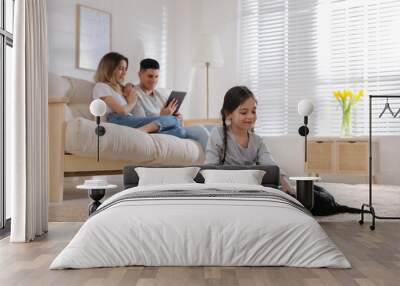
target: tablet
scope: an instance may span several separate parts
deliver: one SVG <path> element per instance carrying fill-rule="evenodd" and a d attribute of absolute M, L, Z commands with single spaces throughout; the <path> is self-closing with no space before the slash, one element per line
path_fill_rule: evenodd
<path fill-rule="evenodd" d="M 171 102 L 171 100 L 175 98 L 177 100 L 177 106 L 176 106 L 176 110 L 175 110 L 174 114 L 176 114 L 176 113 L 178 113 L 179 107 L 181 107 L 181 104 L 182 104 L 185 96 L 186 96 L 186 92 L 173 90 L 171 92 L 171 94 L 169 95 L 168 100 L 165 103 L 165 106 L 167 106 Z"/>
▬▬▬▬▬▬
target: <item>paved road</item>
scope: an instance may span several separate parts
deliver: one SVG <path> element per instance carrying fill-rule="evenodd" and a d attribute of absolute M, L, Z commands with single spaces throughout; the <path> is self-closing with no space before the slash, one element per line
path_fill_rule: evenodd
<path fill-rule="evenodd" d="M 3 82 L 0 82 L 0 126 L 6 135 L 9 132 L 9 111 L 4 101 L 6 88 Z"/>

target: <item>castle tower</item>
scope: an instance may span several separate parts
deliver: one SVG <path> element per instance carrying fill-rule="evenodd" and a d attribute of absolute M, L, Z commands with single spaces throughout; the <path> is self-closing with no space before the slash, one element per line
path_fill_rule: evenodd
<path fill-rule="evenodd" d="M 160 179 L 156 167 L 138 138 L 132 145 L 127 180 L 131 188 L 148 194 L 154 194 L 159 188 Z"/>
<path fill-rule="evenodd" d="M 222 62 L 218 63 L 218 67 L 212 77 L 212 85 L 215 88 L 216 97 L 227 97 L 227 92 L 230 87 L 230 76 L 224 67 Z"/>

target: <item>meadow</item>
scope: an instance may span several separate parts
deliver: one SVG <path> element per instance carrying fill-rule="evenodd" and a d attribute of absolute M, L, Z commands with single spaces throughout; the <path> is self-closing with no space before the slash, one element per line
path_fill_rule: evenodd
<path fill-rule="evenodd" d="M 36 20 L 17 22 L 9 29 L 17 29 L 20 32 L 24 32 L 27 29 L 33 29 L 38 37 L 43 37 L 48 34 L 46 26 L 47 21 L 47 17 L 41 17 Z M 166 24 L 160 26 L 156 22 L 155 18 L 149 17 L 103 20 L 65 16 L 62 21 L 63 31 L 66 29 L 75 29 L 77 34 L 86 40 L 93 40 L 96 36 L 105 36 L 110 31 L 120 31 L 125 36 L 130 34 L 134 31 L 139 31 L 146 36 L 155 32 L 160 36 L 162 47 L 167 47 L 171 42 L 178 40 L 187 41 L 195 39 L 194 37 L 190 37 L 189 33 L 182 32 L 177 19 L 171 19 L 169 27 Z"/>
▬▬▬▬▬▬
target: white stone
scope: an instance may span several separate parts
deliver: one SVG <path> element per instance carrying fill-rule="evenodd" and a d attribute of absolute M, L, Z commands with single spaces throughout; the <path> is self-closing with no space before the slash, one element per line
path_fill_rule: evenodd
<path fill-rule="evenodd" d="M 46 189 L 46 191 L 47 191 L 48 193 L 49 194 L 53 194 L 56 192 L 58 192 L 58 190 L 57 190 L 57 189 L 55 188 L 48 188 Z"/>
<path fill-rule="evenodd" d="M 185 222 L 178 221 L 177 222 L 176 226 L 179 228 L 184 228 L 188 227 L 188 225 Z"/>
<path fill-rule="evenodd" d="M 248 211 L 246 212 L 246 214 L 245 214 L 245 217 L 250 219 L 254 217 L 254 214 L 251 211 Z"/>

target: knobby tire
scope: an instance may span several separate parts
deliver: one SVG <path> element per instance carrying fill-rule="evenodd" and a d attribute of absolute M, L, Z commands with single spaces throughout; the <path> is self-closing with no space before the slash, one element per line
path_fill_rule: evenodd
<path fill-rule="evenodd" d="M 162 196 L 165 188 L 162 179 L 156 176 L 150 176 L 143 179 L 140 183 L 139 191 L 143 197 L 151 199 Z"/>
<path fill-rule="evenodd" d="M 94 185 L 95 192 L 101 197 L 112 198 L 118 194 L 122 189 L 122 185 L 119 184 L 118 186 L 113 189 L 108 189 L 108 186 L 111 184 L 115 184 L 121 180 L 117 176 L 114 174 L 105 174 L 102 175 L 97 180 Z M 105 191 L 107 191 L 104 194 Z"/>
▬▬▬▬▬▬
Task description >> Pick out every line of the records that contains the string "item", and copy each one. Case counts.

Exercise result >>
target: <item>paved road</item>
target: <item>castle tower</item>
target: <item>meadow</item>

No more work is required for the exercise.